**Blok Teks**
□ □ □
Lompat ke konten Lompat ke sidebar Lompat ke footer

Kebakaran Hutan dan Persekongkolan Para Kapitalis


Oleh : Umar Syarifudin 
(praktisi politik)

Penyebab kebakaraan hutan secara garis besar dikarenakan oleh dua hal, yaitu kebakaran yang terjadi karena faktor alamiah dan kebakaran karena ulah manusia. Kebakaran yang terjadi akibat alam misalnya, karena petir, karena kemarau yang panjang, sehingga matahari akan membakar tanaman yang kering melalui hal sederhana seperti adanya percikan api karena pembiasan cahaya dari kaca/kaleng yang mengkilap. Sedangkan kebakaran oleh manusia misalnya hutan sengaja di bakar karena ingin membuka lahan.

Penyebab kebakaran di Indonsesia sudah banyak dikaji oleh para peneliti berbagai belahan dunia. Semua berkesimpulan bahwa ulah manusialah penyebab utama kebakaran hutan dan lahan. Pengelolaan lahan yang masih menjadikan api sebagai alat yang murah, mudah dan cepat menjadi inti dari penyebab kebakaran.

Dalam tinjauan medis, dampak buruk dari kebakaran hutan, asap mengandung gas dan partikel kimia yang menggangu pernapasan seperti sulfur dioksida (SO2), karbon monoksida (CO), formaldehid, akrelein, benzen, nitrogen oksida (NOx) dan ozon (O3). Material tersebut memicu dampak buruk yang nyata pada manusia khususnya manula, bayi dan pengidap penyakit paru. Meskipun tidak dipungkiri dampak tersebut bisa mengenai orang sehat jika kebakaran hutan sudah sedemikian parah.

Dalam tinjauan ekonomi, ada tiga kerugian yang bisa dihitung secara ekonomi yakni, dari deforestasi (Hilangnya sebagian atau seluruh hutan), kehilangan keanekaragaman hayati dan pelepasan emisi karbon. Belum lagi dengan dampak langsung bagi masyarakat yang tinggal di sekitar hutan, seperti langkanya cadangan air tanah serta terganggunya kesehatan karena asap kebakaran hutan.

Berdasarkan laporan Lembaga Penerbangan dan Antariksa Nasional (Lapan), satelit Modis mendeteksi 232 titik panas atau hotspot yang tersebar di Sumatera, pada Minggu (07/08). Dari jumlah tersebut, 53 titik di antaranya berada di Sumatera Selatan dan 45 titik di Provinsi Riau. Pada Senin (07/08), jumlah titik panas menurun menjadi 173 titik. Sebanyak 51 titik berada di Sumatera Selatan, 40 titik di Bangka dan Belitung, serta 22 titik di Riau.
□ □ □
**Tugas Latihan**
[a] Tuliskan kembali secara persis bagian teks tentang kebakaran hutan yang dimulai dengan "Oleh : Umar" dan berlanjut sampai "ingin membuka lahan.".
[b] Lanjutkan teks tentang kebakaran hutan mulai setelah kalimat terakhir yang tercantum.

**Cuplikan Data**
□ □ □
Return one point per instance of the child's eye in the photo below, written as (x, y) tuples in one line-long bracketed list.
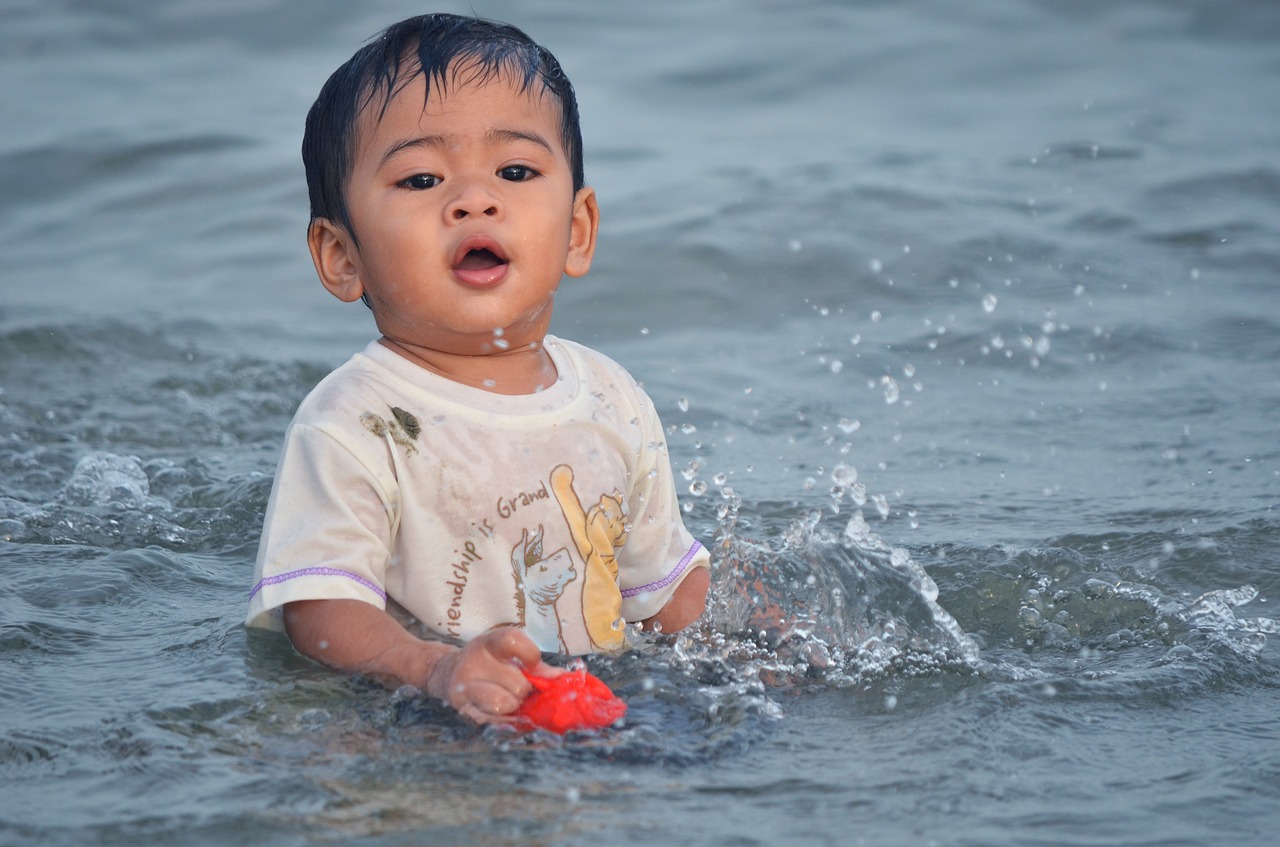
[(421, 182), (517, 173)]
□ □ □
**Penyelesaian Soal**
[a]
Oleh : Umar Syarifudin 
(praktisi politik)

Penyebab kebakaraan hutan secara garis besar dikarenakan oleh dua hal, yaitu kebakaran yang terjadi karena faktor alamiah dan kebakaran karena ulah manusia. Kebakaran yang terjadi akibat alam misalnya, karena petir, karena kemarau yang panjang, sehingga matahari akan membakar tanaman yang kering melalui hal sederhana seperti adanya percikan api karena pembiasan cahaya dari kaca/kaleng yang mengkilap. Sedangkan kebakaran oleh manusia misalnya hutan sengaja di bakar karena ingin membuka lahan.

[b]
Sutopo Purwo Nugroho, selaku Kepala Pusat Data Informasi dan Humas Badan Nasional Penanggulangan Bencana (BNPB), mengatakan jumlah titik panas saat ini jauh lebih sedikit dibandingkan dengan periode yang sama pada 2015 lalu. “Selama 1-7 Agustus 2015 jumlah hotspot di Indonesia mencapai 14.451 titik, namun pada periode 1-7 Agustus 2016 hanya ada 491 titik. Bahkan pada Agustus 2015 jumlahnya mencapai 14.451 titik. Penurunan jumlah hotspot saat ini disebabkan upaya pencegahan dan pemadaman karhutla yang lebih baik dibandingkan tahun 2015,” kata Sutopo.

Dia juga menyebutkan adanya anomali cuaca dan pengaruh La Nina yang menyebabkan lahan tetap basah sehingga sulit terbakar. Sebaliknya pada tahun 2015 terjadi El Nino hebat sehingga curah hujan menurun dan cuaca sangat kering serta mudah terbakar.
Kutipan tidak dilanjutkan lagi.